(Saved data entries)
§ §

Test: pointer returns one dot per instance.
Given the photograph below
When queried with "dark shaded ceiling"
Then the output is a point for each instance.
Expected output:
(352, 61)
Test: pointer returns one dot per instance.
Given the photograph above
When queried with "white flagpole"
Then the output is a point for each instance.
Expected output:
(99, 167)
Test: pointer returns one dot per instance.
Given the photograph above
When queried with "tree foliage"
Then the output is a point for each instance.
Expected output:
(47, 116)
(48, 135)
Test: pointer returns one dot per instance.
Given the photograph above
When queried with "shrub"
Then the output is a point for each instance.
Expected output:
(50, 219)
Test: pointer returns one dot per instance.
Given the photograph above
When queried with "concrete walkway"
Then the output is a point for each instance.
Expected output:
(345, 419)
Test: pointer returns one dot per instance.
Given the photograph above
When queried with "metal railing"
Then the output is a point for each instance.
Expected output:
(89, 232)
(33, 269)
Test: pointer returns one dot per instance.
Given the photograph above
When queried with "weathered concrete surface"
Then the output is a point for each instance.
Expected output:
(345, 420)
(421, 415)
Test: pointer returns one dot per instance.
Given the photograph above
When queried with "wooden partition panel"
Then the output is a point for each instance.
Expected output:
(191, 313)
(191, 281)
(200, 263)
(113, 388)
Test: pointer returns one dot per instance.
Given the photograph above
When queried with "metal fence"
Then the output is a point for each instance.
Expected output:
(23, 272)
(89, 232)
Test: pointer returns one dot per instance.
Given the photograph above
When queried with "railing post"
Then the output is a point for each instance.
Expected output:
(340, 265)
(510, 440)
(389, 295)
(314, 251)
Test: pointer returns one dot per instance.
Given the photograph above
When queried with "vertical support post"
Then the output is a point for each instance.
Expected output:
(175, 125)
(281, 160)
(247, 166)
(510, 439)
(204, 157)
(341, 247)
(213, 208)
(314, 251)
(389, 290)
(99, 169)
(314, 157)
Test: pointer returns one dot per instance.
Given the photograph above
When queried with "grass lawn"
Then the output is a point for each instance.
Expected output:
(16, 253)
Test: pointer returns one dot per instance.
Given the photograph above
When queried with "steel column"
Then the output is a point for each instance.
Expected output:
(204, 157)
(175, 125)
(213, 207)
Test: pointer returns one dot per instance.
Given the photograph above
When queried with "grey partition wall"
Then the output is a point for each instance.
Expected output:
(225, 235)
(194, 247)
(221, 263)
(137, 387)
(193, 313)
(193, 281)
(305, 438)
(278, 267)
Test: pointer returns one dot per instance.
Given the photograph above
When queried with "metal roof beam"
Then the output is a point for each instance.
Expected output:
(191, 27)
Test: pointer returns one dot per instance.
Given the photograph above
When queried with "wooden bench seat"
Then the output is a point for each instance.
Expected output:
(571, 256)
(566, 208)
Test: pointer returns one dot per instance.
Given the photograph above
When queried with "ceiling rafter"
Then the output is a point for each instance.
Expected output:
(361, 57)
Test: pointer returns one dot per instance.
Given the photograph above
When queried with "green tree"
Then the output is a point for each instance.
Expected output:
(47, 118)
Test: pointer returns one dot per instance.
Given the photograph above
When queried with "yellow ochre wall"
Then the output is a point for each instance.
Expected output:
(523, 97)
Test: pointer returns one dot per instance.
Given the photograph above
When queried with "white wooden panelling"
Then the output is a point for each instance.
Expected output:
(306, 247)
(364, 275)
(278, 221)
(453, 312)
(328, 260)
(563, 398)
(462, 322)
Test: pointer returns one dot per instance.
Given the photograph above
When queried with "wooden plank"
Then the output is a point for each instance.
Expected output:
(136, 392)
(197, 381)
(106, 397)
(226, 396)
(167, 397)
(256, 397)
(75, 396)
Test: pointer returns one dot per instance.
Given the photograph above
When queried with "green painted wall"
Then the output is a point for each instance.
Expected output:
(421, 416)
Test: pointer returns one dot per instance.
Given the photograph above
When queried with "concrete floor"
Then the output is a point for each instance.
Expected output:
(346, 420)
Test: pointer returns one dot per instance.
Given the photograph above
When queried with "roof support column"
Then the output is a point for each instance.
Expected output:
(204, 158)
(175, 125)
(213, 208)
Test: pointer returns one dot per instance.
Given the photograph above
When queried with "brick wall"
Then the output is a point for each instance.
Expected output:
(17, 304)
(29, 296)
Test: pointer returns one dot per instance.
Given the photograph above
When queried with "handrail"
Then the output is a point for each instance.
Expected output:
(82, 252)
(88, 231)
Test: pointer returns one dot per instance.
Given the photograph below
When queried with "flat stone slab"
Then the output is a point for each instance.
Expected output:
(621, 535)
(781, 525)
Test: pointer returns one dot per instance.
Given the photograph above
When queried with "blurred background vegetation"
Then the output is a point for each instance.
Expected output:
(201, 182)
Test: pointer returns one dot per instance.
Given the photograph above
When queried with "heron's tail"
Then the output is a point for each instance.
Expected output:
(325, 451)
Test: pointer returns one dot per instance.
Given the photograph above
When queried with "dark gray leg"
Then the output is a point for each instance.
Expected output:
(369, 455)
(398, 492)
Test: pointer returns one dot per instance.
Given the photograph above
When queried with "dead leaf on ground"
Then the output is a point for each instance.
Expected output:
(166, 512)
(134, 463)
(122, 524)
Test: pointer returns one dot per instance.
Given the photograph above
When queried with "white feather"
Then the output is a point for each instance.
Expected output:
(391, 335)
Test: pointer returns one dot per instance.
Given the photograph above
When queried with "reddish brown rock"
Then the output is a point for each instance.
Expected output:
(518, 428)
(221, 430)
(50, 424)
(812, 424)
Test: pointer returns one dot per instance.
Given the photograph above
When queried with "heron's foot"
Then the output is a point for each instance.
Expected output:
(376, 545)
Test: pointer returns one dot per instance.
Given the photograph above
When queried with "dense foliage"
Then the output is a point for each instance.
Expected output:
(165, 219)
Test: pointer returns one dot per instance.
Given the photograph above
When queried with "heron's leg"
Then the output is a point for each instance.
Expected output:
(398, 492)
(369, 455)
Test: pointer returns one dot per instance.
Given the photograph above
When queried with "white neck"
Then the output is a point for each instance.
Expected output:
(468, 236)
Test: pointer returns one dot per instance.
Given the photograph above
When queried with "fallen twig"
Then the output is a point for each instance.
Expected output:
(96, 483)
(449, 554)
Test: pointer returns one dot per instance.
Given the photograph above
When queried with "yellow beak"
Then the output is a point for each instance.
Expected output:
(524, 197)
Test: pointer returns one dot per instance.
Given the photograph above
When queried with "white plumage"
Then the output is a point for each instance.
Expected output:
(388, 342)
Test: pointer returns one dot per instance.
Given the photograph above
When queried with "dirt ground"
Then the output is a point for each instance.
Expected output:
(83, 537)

§ §

TASK PROMPT:
Your answer should consist of each line above in which "concrete" appears.

ANSWER BOX:
When queried with "concrete walkway"
When queried with "weathered concrete surface"
When queried with "concrete floor"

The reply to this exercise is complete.